Instructions for the task - Please pull out every line below that contains the word "image" and copy each one in full.

________________________________________

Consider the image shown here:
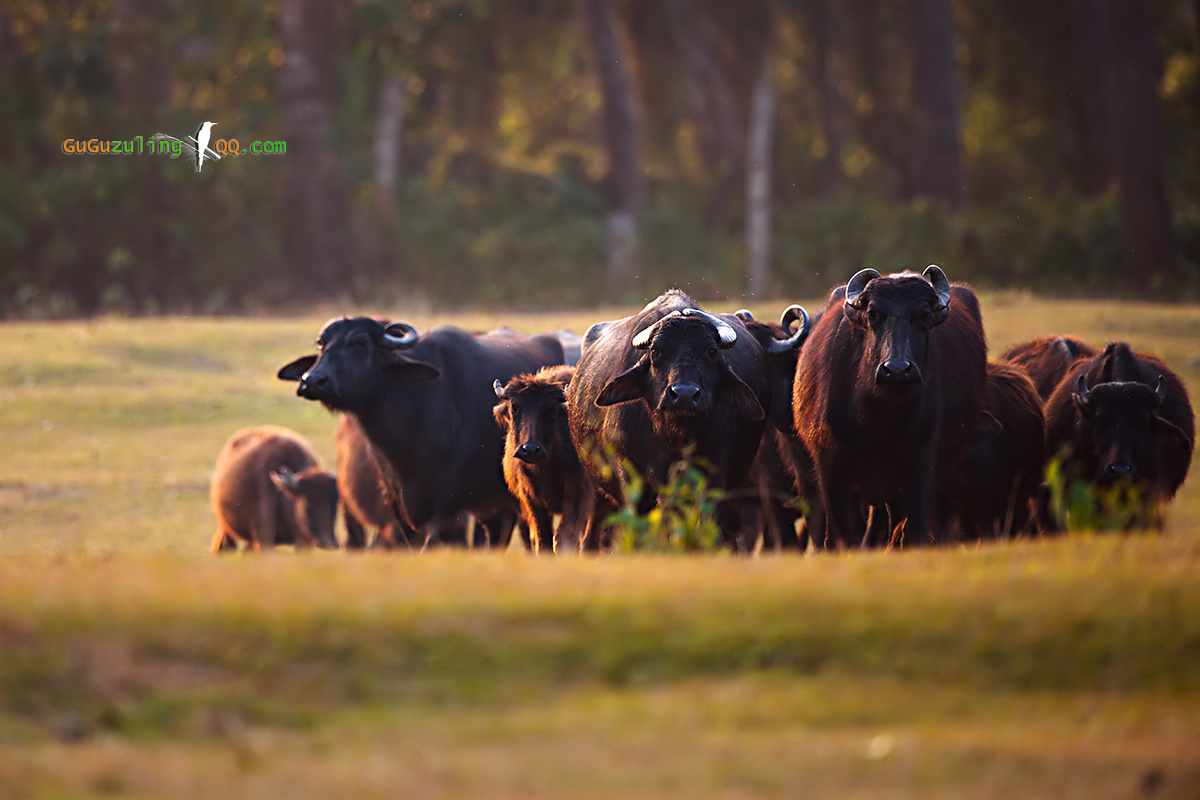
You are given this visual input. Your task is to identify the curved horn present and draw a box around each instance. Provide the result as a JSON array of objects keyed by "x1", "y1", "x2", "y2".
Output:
[
  {"x1": 767, "y1": 303, "x2": 809, "y2": 355},
  {"x1": 383, "y1": 323, "x2": 418, "y2": 350},
  {"x1": 920, "y1": 264, "x2": 950, "y2": 308},
  {"x1": 846, "y1": 267, "x2": 880, "y2": 308},
  {"x1": 631, "y1": 311, "x2": 683, "y2": 350},
  {"x1": 679, "y1": 308, "x2": 738, "y2": 350},
  {"x1": 1075, "y1": 373, "x2": 1092, "y2": 407},
  {"x1": 272, "y1": 467, "x2": 300, "y2": 489}
]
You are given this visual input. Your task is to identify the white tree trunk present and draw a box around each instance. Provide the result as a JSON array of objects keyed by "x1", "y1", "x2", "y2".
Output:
[
  {"x1": 374, "y1": 74, "x2": 406, "y2": 223},
  {"x1": 745, "y1": 58, "x2": 775, "y2": 299}
]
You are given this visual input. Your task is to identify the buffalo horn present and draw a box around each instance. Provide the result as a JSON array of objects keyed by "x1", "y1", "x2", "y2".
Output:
[
  {"x1": 275, "y1": 467, "x2": 299, "y2": 489},
  {"x1": 383, "y1": 323, "x2": 418, "y2": 350},
  {"x1": 922, "y1": 264, "x2": 950, "y2": 308},
  {"x1": 767, "y1": 303, "x2": 809, "y2": 355},
  {"x1": 846, "y1": 267, "x2": 880, "y2": 308},
  {"x1": 1075, "y1": 374, "x2": 1092, "y2": 405}
]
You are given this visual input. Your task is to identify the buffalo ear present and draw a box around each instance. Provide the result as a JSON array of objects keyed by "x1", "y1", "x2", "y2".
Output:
[
  {"x1": 725, "y1": 366, "x2": 767, "y2": 422},
  {"x1": 388, "y1": 353, "x2": 442, "y2": 380},
  {"x1": 596, "y1": 357, "x2": 650, "y2": 408},
  {"x1": 275, "y1": 355, "x2": 317, "y2": 380}
]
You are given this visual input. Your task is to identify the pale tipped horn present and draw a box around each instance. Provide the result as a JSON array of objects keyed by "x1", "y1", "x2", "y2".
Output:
[
  {"x1": 383, "y1": 323, "x2": 419, "y2": 350},
  {"x1": 846, "y1": 267, "x2": 880, "y2": 308}
]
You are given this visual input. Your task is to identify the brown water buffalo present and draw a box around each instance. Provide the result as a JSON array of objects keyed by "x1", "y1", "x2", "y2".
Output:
[
  {"x1": 936, "y1": 361, "x2": 1045, "y2": 541},
  {"x1": 792, "y1": 266, "x2": 988, "y2": 547},
  {"x1": 1045, "y1": 342, "x2": 1195, "y2": 522},
  {"x1": 734, "y1": 305, "x2": 812, "y2": 549},
  {"x1": 278, "y1": 317, "x2": 563, "y2": 547},
  {"x1": 1000, "y1": 336, "x2": 1098, "y2": 403},
  {"x1": 492, "y1": 366, "x2": 593, "y2": 553},
  {"x1": 210, "y1": 425, "x2": 337, "y2": 553},
  {"x1": 568, "y1": 289, "x2": 770, "y2": 543}
]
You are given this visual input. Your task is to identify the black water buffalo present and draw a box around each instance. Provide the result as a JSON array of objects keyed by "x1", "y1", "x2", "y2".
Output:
[
  {"x1": 734, "y1": 305, "x2": 811, "y2": 549},
  {"x1": 210, "y1": 425, "x2": 337, "y2": 553},
  {"x1": 1000, "y1": 336, "x2": 1099, "y2": 403},
  {"x1": 492, "y1": 366, "x2": 593, "y2": 553},
  {"x1": 278, "y1": 317, "x2": 563, "y2": 546},
  {"x1": 568, "y1": 289, "x2": 770, "y2": 545},
  {"x1": 792, "y1": 266, "x2": 988, "y2": 547},
  {"x1": 1045, "y1": 342, "x2": 1195, "y2": 518},
  {"x1": 936, "y1": 361, "x2": 1046, "y2": 540}
]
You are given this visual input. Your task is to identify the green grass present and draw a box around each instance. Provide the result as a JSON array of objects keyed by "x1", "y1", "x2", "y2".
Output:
[{"x1": 0, "y1": 294, "x2": 1200, "y2": 800}]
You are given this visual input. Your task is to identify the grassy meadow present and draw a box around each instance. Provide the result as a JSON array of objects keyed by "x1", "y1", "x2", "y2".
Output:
[{"x1": 0, "y1": 294, "x2": 1200, "y2": 800}]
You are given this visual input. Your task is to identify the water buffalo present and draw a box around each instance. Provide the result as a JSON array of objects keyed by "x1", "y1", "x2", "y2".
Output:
[
  {"x1": 210, "y1": 425, "x2": 337, "y2": 553},
  {"x1": 936, "y1": 361, "x2": 1045, "y2": 541},
  {"x1": 568, "y1": 289, "x2": 772, "y2": 545},
  {"x1": 1045, "y1": 342, "x2": 1195, "y2": 518},
  {"x1": 492, "y1": 366, "x2": 593, "y2": 553},
  {"x1": 792, "y1": 266, "x2": 988, "y2": 547},
  {"x1": 278, "y1": 317, "x2": 563, "y2": 546},
  {"x1": 1000, "y1": 336, "x2": 1098, "y2": 403},
  {"x1": 734, "y1": 305, "x2": 812, "y2": 549}
]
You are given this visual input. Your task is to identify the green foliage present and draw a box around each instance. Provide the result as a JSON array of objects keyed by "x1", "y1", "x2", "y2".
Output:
[
  {"x1": 1045, "y1": 458, "x2": 1163, "y2": 531},
  {"x1": 605, "y1": 456, "x2": 725, "y2": 553}
]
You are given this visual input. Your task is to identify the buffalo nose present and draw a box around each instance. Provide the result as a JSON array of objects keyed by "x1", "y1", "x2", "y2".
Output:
[
  {"x1": 875, "y1": 359, "x2": 920, "y2": 384},
  {"x1": 667, "y1": 384, "x2": 701, "y2": 408},
  {"x1": 296, "y1": 372, "x2": 329, "y2": 397},
  {"x1": 515, "y1": 441, "x2": 546, "y2": 464},
  {"x1": 1104, "y1": 462, "x2": 1138, "y2": 481}
]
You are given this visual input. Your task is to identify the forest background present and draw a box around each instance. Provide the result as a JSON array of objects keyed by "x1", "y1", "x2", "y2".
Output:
[{"x1": 0, "y1": 0, "x2": 1200, "y2": 318}]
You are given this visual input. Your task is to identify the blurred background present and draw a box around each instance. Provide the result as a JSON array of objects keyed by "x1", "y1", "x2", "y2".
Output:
[{"x1": 0, "y1": 0, "x2": 1200, "y2": 317}]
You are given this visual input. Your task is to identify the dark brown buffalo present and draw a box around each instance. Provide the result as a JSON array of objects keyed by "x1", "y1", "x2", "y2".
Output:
[
  {"x1": 1000, "y1": 336, "x2": 1098, "y2": 403},
  {"x1": 937, "y1": 361, "x2": 1045, "y2": 541},
  {"x1": 210, "y1": 425, "x2": 337, "y2": 553},
  {"x1": 736, "y1": 305, "x2": 811, "y2": 549},
  {"x1": 568, "y1": 289, "x2": 770, "y2": 543},
  {"x1": 1045, "y1": 342, "x2": 1195, "y2": 516},
  {"x1": 792, "y1": 266, "x2": 988, "y2": 547},
  {"x1": 492, "y1": 366, "x2": 593, "y2": 553},
  {"x1": 278, "y1": 317, "x2": 563, "y2": 546}
]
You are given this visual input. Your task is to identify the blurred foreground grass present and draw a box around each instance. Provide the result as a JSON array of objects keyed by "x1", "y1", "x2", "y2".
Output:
[{"x1": 0, "y1": 294, "x2": 1200, "y2": 799}]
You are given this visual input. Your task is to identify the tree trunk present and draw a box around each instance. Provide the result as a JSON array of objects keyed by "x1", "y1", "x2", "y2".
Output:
[
  {"x1": 280, "y1": 0, "x2": 349, "y2": 297},
  {"x1": 1104, "y1": 0, "x2": 1176, "y2": 295},
  {"x1": 1070, "y1": 0, "x2": 1115, "y2": 194},
  {"x1": 911, "y1": 0, "x2": 962, "y2": 206},
  {"x1": 374, "y1": 74, "x2": 404, "y2": 221},
  {"x1": 745, "y1": 56, "x2": 775, "y2": 299},
  {"x1": 583, "y1": 0, "x2": 646, "y2": 287}
]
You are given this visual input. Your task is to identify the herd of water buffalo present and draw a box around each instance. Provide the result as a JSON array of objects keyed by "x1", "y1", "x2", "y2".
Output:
[{"x1": 212, "y1": 266, "x2": 1195, "y2": 552}]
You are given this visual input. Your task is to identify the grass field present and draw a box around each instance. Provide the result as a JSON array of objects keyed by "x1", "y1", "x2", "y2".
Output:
[{"x1": 0, "y1": 294, "x2": 1200, "y2": 799}]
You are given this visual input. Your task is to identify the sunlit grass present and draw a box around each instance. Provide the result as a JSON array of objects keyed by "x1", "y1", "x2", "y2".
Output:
[{"x1": 0, "y1": 293, "x2": 1200, "y2": 800}]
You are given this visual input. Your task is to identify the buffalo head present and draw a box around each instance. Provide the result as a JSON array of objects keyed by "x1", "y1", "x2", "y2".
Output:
[
  {"x1": 270, "y1": 467, "x2": 337, "y2": 548},
  {"x1": 277, "y1": 317, "x2": 442, "y2": 411},
  {"x1": 842, "y1": 265, "x2": 950, "y2": 386},
  {"x1": 595, "y1": 308, "x2": 766, "y2": 420},
  {"x1": 1072, "y1": 374, "x2": 1192, "y2": 489}
]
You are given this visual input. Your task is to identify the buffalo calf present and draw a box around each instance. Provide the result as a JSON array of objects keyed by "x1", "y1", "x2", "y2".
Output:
[
  {"x1": 1045, "y1": 342, "x2": 1195, "y2": 525},
  {"x1": 210, "y1": 425, "x2": 337, "y2": 553},
  {"x1": 492, "y1": 366, "x2": 592, "y2": 553},
  {"x1": 792, "y1": 266, "x2": 988, "y2": 547}
]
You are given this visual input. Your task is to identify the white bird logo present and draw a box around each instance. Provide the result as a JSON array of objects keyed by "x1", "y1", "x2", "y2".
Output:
[{"x1": 196, "y1": 122, "x2": 220, "y2": 172}]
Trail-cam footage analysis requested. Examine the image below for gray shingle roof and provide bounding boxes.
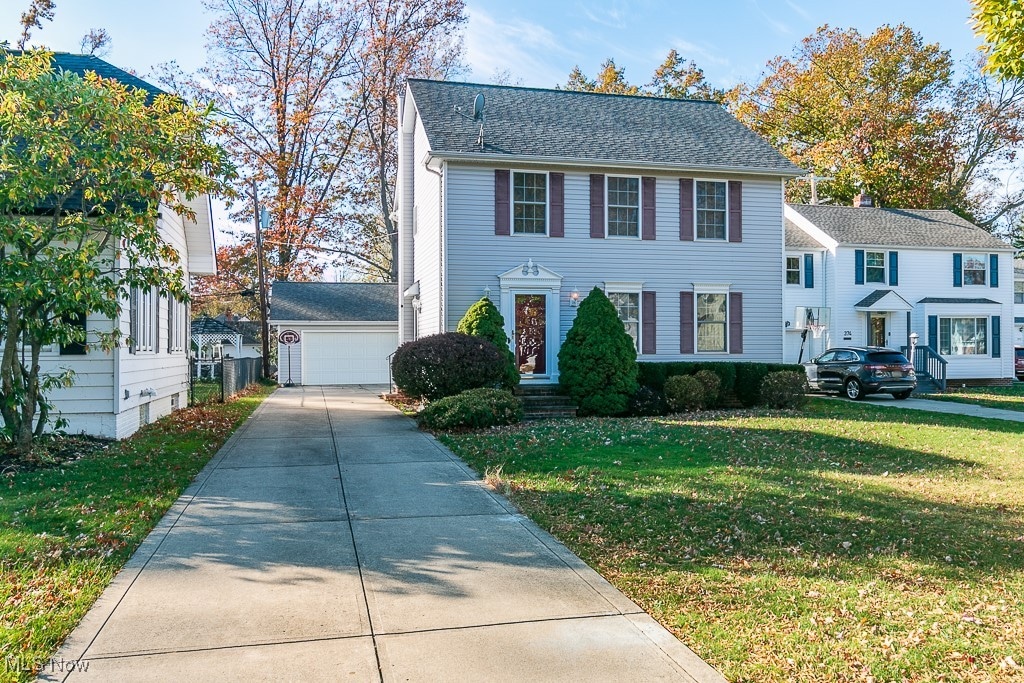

________________________________________

Written reply -
Consider the image shown here:
Trail-cam footage analysis requested. Examine the image below for gray shingle roof and provide bounding boxes.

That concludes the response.